▶ _Supplied passage_

··········

# Post your favorite photo from the person above you



## Robin Usagani (May 22, 2011)

Real Rule #1: To play this game you must first set your viewing habit to chronological order! If your religious beliefs prevent you to do this, please go play somewhere else.

Rule #2: Post your favorite photo by the member who posted ahead of you.

Rule #3: To reserve the space, just type the words "1st choice" which then gives you all the time in the world to go and figure out what that favorite photo is. Just don't take forever. We'd like to see your choice before the end of time...

Rule #4: Stop fooking whining/bitching/etc and play. Or shut the fook up. 

Rule 5: Don't forget to post a link to where your work can be found. (sub section or whole gallery)

Usagani Photography - Denver, CO | All Photographs


----------



## 480sparky (May 22, 2011)

Who is "the person above you?"  My boss?  My wife?  Whoever is on the floor above me?


----------



## Robin Usagani (May 22, 2011)

Rule #4 : No dumb comments.  If you dont want to play the game, get the fk out.



480sparky said:


> Who is "the person above you?" My boss? My wife? Whoever is on the floor above me?


----------



## 480sparky (May 22, 2011)

Schwettylens said:


> Rule #4 : No dumb comments.  If you dont want to play the game, get the fk out.
> 
> 
> 
> ...




I just want to know what you mean by "the person above you."  It's not a trick question.

Jeez, who pissed in your Cheerios this morning?


----------



## Robin Usagani (May 22, 2011)

480sparky said:


> Schwettylens said:
> 
> 
> > Rule #4 : No dumb comments. If you dont want to play the game, get the fk out.
> ...



Apperently you did.. not using your brain, replying to this and not play the game.


----------



## 480sparky (May 22, 2011)

··········

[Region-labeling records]
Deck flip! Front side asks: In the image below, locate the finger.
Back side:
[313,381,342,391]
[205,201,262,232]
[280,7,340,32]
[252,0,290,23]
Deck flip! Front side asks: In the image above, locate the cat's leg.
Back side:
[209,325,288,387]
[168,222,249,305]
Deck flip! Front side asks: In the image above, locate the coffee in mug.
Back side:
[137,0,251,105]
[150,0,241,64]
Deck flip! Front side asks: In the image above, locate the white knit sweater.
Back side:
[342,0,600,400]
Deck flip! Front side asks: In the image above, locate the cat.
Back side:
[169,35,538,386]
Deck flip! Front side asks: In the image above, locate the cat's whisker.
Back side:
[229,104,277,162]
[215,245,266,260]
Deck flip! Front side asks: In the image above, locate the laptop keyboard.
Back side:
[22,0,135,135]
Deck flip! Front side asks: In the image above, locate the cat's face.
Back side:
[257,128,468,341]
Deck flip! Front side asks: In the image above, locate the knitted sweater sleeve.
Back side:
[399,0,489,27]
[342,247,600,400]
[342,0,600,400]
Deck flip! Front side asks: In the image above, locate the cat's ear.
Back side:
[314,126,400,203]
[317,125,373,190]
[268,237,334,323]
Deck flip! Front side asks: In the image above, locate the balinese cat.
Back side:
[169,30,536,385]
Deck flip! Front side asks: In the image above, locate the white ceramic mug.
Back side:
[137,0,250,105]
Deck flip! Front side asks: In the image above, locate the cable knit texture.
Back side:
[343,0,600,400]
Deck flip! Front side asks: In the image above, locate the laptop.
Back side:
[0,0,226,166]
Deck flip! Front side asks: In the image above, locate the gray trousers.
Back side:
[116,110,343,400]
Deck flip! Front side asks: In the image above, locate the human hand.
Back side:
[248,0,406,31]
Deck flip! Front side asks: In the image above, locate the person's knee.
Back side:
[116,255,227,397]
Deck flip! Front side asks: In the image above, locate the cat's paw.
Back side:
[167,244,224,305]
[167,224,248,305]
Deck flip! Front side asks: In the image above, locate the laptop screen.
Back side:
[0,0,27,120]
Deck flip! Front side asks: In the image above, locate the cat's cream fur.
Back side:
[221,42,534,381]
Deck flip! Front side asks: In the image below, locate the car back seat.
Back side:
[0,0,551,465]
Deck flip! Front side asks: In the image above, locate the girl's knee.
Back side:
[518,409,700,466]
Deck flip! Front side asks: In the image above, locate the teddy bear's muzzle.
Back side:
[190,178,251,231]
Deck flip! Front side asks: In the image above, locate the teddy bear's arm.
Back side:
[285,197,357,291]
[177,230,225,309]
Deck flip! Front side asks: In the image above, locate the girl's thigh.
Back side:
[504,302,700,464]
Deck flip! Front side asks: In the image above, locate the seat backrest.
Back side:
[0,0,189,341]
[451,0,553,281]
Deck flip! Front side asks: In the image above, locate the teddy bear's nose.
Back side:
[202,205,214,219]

··········

▶ _Work to complete_
From the forum thread, print the passage that begins at the words "Real Rule #1: To" and stops after "or whole gallery)". None of the rows is needed for this work.

▶ _The result_
Real Rule #1: To play this game you must first set your viewing habit to chronological order! If your religious beliefs prevent you to do this, please go play somewhere else.

Rule #2: Post your favorite photo by the member who posted ahead of you.

Rule #3: To reserve the space, just type the words "1st choice" which then gives you all the time in the world to go and figure out what that favorite photo is. Just don't take forever. We'd like to see your choice before the end of time...

Rule #4: Stop fooking whining/bitching/etc and play. Or shut the fook up. 

Rule 5: Don't forget to post a link to where your work can be found. (sub section or whole gallery)